[Start of Records to process]
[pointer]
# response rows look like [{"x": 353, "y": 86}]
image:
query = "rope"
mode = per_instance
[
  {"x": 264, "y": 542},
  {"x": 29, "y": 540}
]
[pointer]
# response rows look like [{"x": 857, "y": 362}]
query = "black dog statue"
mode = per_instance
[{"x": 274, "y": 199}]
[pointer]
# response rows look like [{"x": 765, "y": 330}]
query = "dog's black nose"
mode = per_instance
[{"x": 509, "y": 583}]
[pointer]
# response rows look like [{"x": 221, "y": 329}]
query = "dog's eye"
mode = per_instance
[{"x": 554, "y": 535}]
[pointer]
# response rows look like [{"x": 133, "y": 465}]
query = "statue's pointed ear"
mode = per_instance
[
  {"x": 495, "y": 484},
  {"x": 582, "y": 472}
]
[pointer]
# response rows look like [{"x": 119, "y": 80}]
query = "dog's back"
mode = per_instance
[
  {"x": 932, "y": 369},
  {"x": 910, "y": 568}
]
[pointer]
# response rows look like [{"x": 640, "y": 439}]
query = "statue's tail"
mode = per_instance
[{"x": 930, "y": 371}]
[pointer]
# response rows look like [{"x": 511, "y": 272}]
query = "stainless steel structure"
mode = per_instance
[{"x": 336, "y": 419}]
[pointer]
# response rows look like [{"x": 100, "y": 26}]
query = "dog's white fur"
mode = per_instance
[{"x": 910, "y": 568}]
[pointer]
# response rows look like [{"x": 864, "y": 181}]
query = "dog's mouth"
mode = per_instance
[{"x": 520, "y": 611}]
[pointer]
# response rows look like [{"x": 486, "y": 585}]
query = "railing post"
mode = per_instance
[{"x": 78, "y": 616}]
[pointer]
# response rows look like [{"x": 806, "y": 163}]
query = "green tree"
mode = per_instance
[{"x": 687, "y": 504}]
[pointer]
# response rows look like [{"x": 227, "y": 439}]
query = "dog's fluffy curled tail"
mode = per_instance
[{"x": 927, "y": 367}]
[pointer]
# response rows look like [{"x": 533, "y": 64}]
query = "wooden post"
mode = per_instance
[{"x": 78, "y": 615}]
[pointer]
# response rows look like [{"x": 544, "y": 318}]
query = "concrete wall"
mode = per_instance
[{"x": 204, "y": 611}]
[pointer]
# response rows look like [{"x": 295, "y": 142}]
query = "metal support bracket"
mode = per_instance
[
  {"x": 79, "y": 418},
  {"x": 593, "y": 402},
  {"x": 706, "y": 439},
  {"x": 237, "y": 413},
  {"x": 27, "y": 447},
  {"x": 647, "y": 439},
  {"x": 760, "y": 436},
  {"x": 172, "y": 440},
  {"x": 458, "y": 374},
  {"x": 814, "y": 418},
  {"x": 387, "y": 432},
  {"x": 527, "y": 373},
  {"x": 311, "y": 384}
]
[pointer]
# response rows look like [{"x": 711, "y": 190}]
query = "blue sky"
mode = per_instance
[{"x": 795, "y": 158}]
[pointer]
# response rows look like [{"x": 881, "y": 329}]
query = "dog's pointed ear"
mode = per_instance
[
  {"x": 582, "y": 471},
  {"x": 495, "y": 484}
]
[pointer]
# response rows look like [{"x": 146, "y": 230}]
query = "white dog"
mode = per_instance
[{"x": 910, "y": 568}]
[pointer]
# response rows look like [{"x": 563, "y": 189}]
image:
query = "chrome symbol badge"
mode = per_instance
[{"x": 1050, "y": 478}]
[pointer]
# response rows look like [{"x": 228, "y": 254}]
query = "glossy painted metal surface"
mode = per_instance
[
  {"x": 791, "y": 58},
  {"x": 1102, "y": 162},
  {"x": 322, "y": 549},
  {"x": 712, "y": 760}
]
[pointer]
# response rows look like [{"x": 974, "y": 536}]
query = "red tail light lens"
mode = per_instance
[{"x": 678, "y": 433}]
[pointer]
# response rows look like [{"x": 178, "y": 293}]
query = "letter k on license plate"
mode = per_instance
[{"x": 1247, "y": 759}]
[End of Records to process]
→ **Work to do**
Each line of the listing above should be output exactly.

→ **Solution for this problem**
[pointer]
# response rows look like [{"x": 353, "y": 86}]
image:
query = "rope"
mode = per_instance
[
  {"x": 264, "y": 542},
  {"x": 29, "y": 540}
]
[pointer]
# response rows look like [{"x": 857, "y": 362}]
query = "black dog statue"
mode = per_instance
[{"x": 274, "y": 199}]
[pointer]
# response rows look like [{"x": 765, "y": 330}]
query = "dog's black nose"
mode = per_instance
[{"x": 509, "y": 583}]
[pointer]
# response rows look like [{"x": 221, "y": 329}]
query = "dog's eye"
mode = per_instance
[{"x": 554, "y": 535}]
[pointer]
# response rows look like [{"x": 133, "y": 465}]
query = "statue's pointed ear"
mode = per_instance
[
  {"x": 495, "y": 484},
  {"x": 582, "y": 472}
]
[pointer]
# response rows look like [{"x": 119, "y": 80}]
query = "dog's back"
mode = per_instance
[
  {"x": 932, "y": 369},
  {"x": 910, "y": 568}
]
[pointer]
# response rows look like [{"x": 640, "y": 439}]
query = "statue's tail"
mode = per_instance
[{"x": 930, "y": 371}]
[pointer]
# response rows look like [{"x": 511, "y": 272}]
query = "stainless steel structure"
mode = per_instance
[{"x": 336, "y": 419}]
[pointer]
# response rows look like [{"x": 100, "y": 26}]
query = "dog's white fur"
mode = per_instance
[{"x": 910, "y": 568}]
[pointer]
# response rows look like [{"x": 864, "y": 181}]
query = "dog's mouth"
mode = per_instance
[{"x": 520, "y": 611}]
[pointer]
# response rows look like [{"x": 486, "y": 585}]
query = "railing post"
mode = per_instance
[{"x": 78, "y": 616}]
[pointer]
# response rows look like [{"x": 806, "y": 163}]
query = "green tree"
mode = per_instance
[{"x": 687, "y": 504}]
[pointer]
# response rows look like [{"x": 227, "y": 439}]
query = "dog's fluffy curled tail"
mode = per_instance
[{"x": 927, "y": 367}]
[pointer]
# response rows look like [{"x": 533, "y": 64}]
query = "wooden post"
mode = per_instance
[{"x": 78, "y": 615}]
[pointer]
# response rows look like [{"x": 544, "y": 318}]
query = "concrete wall"
mode = per_instance
[{"x": 204, "y": 611}]
[pointer]
# response rows look like [{"x": 295, "y": 142}]
query = "metal support bracket"
mode = per_instance
[
  {"x": 79, "y": 418},
  {"x": 593, "y": 402},
  {"x": 706, "y": 439},
  {"x": 237, "y": 413},
  {"x": 27, "y": 447},
  {"x": 647, "y": 439},
  {"x": 760, "y": 436},
  {"x": 172, "y": 440},
  {"x": 458, "y": 374},
  {"x": 814, "y": 418},
  {"x": 387, "y": 432},
  {"x": 527, "y": 373},
  {"x": 311, "y": 384}
]
[pointer]
# response rows look like [{"x": 711, "y": 190}]
query = "blue sky"
mode = per_instance
[{"x": 795, "y": 158}]
[pointer]
# response rows look like [{"x": 881, "y": 329}]
query = "dog's pointed ear"
mode = per_instance
[
  {"x": 582, "y": 471},
  {"x": 495, "y": 484}
]
[pointer]
# response rows look like [{"x": 146, "y": 230}]
query = "white dog"
mode = per_instance
[{"x": 910, "y": 568}]
[pointer]
# response rows look like [{"x": 563, "y": 189}]
image:
query = "chrome symbol badge"
mode = per_instance
[{"x": 1050, "y": 478}]
[pointer]
# response rows look like [{"x": 228, "y": 254}]
query = "glossy painted metal surface"
mode = per_instance
[
  {"x": 791, "y": 58},
  {"x": 1102, "y": 162},
  {"x": 322, "y": 549},
  {"x": 712, "y": 760}
]
[pointer]
# response rows look like [{"x": 974, "y": 536}]
query = "red tail light lens"
mode = per_instance
[{"x": 678, "y": 433}]
[pointer]
# response rows look like [{"x": 178, "y": 293}]
query = "letter k on license plate"
mode = per_instance
[{"x": 1247, "y": 759}]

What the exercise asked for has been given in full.